**Work request:** For the data below, give again exactly the lines from the one containing "Segment wooden framing from the image above." through the one containing "Segment boot laces from the image above.", both ends included, and no others.

**Free-text object descriptions:**
Content starts
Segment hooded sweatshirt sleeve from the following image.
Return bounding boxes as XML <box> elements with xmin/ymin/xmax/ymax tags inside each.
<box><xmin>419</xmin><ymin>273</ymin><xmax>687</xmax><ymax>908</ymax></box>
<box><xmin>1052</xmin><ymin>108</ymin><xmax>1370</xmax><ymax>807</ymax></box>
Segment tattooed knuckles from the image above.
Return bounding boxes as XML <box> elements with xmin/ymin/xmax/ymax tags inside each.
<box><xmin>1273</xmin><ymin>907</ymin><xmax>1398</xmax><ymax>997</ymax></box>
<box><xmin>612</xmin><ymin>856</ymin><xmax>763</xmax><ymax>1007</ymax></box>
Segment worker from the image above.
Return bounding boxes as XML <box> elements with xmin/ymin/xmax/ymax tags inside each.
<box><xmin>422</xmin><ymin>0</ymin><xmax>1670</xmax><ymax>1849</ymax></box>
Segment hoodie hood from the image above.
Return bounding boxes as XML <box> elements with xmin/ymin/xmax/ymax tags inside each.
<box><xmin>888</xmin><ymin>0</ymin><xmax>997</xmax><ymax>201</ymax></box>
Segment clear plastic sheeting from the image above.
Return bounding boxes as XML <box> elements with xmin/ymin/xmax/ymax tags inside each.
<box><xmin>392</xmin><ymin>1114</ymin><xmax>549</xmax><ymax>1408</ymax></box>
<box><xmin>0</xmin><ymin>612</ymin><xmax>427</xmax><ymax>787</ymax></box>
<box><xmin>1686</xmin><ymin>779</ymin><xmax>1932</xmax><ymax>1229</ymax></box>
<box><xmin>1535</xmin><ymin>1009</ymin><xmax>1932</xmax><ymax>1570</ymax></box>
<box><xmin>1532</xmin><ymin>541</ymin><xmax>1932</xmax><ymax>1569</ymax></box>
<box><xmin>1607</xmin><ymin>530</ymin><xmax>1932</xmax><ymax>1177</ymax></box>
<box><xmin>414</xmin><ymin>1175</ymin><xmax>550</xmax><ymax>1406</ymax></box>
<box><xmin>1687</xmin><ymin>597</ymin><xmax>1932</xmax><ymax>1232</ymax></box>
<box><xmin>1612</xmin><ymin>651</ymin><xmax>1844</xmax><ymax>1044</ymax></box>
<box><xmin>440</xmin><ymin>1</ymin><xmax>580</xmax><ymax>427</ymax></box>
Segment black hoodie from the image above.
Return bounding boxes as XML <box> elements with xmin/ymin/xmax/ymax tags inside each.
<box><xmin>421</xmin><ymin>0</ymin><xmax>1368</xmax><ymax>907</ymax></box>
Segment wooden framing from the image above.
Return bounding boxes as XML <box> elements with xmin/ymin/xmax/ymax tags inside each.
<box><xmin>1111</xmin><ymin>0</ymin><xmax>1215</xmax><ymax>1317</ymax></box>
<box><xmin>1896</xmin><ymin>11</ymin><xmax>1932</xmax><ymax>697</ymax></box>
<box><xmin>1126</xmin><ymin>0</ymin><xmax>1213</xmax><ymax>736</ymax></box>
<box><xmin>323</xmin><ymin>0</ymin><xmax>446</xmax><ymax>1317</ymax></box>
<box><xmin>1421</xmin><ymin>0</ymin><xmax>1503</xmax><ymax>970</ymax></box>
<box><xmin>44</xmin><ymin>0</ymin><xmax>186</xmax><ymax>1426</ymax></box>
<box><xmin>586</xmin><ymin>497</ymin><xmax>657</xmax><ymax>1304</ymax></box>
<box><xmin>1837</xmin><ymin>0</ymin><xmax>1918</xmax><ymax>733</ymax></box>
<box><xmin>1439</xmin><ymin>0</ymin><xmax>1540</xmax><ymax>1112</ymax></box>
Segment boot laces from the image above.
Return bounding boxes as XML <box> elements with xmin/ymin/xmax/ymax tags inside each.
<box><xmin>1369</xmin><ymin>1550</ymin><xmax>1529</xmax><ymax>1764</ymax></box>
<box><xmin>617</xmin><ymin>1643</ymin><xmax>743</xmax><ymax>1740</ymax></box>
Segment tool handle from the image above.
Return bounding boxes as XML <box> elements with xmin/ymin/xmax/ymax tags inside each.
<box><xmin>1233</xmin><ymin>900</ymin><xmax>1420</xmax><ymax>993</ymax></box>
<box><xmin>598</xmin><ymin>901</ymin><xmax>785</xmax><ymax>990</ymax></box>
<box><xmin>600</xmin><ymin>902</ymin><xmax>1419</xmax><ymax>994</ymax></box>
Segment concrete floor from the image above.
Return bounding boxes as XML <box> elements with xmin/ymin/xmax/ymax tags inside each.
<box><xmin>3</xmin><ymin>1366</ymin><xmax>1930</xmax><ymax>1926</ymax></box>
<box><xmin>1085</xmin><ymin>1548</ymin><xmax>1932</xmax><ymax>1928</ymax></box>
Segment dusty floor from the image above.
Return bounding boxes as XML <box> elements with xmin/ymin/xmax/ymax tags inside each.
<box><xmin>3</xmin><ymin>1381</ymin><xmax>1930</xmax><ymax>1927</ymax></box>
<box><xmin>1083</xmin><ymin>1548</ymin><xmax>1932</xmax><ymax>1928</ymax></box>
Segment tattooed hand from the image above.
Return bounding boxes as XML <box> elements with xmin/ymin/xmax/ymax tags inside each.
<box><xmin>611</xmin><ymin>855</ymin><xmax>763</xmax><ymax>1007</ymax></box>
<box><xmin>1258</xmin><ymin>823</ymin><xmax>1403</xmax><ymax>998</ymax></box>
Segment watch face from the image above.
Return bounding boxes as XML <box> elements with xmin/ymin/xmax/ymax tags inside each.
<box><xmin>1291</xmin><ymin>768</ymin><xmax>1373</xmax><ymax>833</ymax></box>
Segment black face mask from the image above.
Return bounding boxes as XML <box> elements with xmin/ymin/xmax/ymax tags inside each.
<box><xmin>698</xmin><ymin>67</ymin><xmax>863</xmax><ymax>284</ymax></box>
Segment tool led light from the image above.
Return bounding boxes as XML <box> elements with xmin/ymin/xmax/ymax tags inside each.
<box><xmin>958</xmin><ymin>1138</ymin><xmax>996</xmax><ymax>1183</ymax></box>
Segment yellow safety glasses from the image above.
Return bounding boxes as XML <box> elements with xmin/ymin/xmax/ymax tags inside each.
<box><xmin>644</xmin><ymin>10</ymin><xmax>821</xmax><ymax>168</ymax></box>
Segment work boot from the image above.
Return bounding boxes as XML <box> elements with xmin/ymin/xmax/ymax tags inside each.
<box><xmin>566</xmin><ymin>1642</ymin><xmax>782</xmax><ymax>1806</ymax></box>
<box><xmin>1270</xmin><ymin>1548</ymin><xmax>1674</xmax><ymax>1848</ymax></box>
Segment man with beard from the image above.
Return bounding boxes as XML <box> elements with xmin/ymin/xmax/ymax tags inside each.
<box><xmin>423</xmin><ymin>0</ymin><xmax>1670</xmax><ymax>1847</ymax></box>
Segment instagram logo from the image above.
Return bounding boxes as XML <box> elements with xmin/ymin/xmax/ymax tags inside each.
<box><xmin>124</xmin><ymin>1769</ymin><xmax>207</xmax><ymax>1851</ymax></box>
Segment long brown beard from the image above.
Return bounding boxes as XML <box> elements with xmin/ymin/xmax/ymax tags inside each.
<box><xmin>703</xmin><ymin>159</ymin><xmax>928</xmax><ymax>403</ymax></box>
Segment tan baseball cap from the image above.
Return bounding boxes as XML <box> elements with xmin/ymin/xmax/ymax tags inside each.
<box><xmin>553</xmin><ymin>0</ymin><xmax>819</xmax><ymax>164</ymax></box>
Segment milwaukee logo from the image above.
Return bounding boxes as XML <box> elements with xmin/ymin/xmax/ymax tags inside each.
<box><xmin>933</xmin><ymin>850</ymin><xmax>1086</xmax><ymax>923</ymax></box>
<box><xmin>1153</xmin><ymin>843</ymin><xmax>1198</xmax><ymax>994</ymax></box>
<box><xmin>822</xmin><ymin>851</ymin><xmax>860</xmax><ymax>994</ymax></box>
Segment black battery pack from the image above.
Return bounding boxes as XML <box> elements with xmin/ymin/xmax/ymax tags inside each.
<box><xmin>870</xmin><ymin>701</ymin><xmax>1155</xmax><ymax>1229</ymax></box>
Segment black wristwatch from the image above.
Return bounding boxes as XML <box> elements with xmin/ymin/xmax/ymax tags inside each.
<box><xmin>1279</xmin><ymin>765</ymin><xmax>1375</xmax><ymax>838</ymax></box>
Content ends
**Solution to this exercise:**
Segment wooden framing from the image above.
Return bounding boxes as XML <box> elements with xmin/ymin/xmax/ymax tags inside each.
<box><xmin>1111</xmin><ymin>0</ymin><xmax>1215</xmax><ymax>1317</ymax></box>
<box><xmin>1896</xmin><ymin>11</ymin><xmax>1932</xmax><ymax>697</ymax></box>
<box><xmin>1126</xmin><ymin>0</ymin><xmax>1213</xmax><ymax>736</ymax></box>
<box><xmin>323</xmin><ymin>0</ymin><xmax>446</xmax><ymax>1317</ymax></box>
<box><xmin>1421</xmin><ymin>0</ymin><xmax>1503</xmax><ymax>970</ymax></box>
<box><xmin>44</xmin><ymin>0</ymin><xmax>186</xmax><ymax>1426</ymax></box>
<box><xmin>586</xmin><ymin>497</ymin><xmax>657</xmax><ymax>1304</ymax></box>
<box><xmin>1837</xmin><ymin>0</ymin><xmax>1918</xmax><ymax>733</ymax></box>
<box><xmin>1439</xmin><ymin>0</ymin><xmax>1540</xmax><ymax>1112</ymax></box>
Segment boot laces from the image above.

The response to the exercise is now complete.